Excerpted text
_ _ _ _ _ _ _

Alright, I was unable to get an exact repo, but I think I saw enough, plus combined with the logs, to figure out what happens:
1) The PingFailureAnalyzer call in onDead in ChannelPinger.java will occasionally fail for various reasons. NPE's, findClass failures. Not always, but sometimes. When this happens, the master will NOT call close on the channel. 2) Normally this appears to be fine. The channel is somehow replaced or null'd out through other means. I think in cases of process termination or other semi-orderly shutdowns the socket connection is notified. 3) However, let's say there is a network anomoly. Power outage, network cable unplugged, dropped connection not on the server/client side. In this case, the master will notice, potentially by noticing a failed ping. If it fails in the PingFailureAnalyzer code, it won't close the channel. 4) The slave comes back, say from a reboot, or the network cable is reinstalled, etc. and attempts to reconnect. The channel is not null, and we get the error.

_ _ _ _ _ _ _

Material

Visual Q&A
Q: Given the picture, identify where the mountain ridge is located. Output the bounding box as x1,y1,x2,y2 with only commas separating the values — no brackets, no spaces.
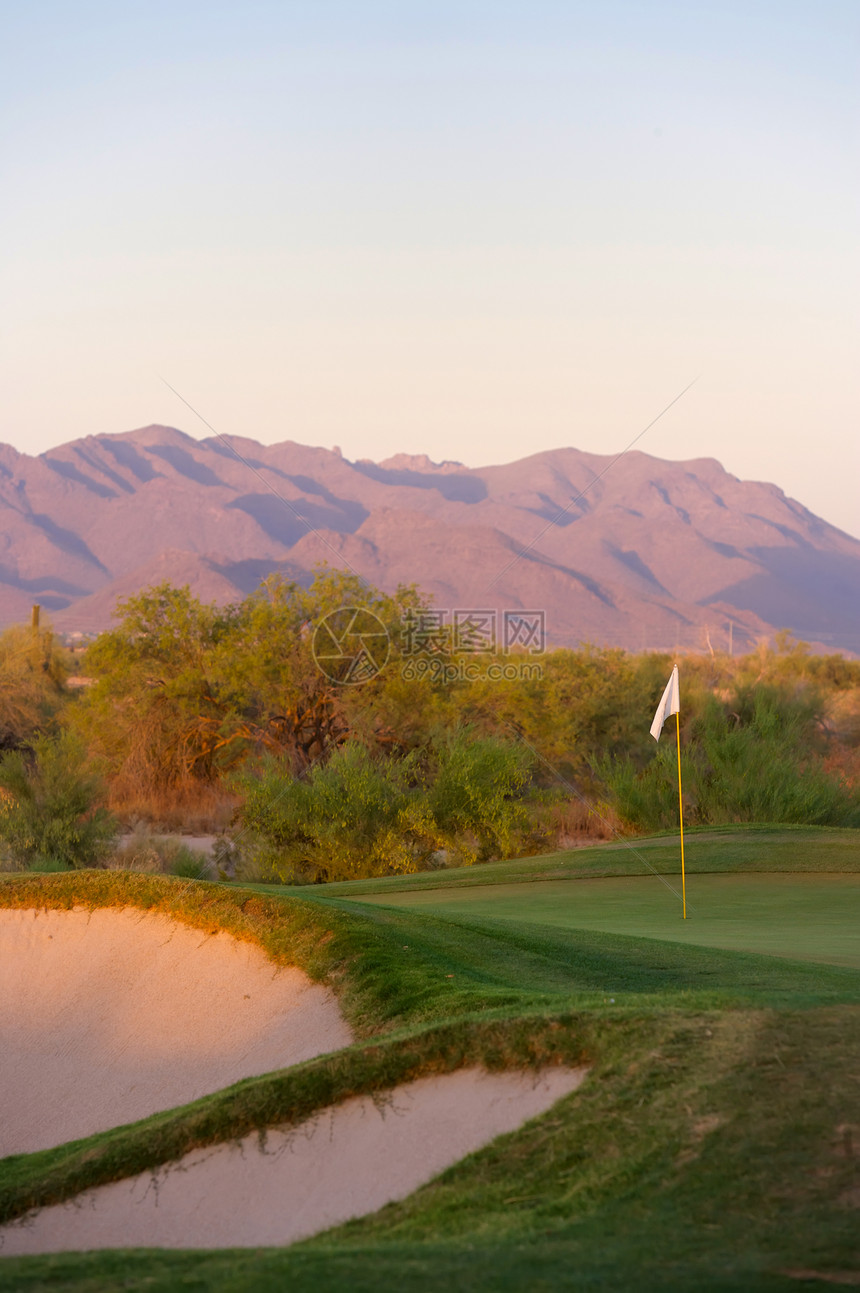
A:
0,424,860,654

_ _ _ _ _ _ _

Directions
1. In the channel failure analysis, what does the master fail to do when the PingFailureAnalyzer call in onDead fails?
2. Carry on writing the channel failure analysis, starting after its last sentence.
The listing is separate material, apart from the channel failure analysis.

Replies
1. It does not call close on the channel.

2.
I think the keys to the repro are the lack of a "Terminate" text in the slave log and the definite issue of not closing the channel when an exception is seen in the PFA. The lack of terminate indicates there was not an orderly shutdown of the channel on the client side.
So, the fix would be to wrap the call to the PFA in a try catch to ensure that channel.close() is in fact called.
The issues I was seeing in my installation have subsided, but this fix was made as they were tailing off, and I think I did not see any already connected errors after that.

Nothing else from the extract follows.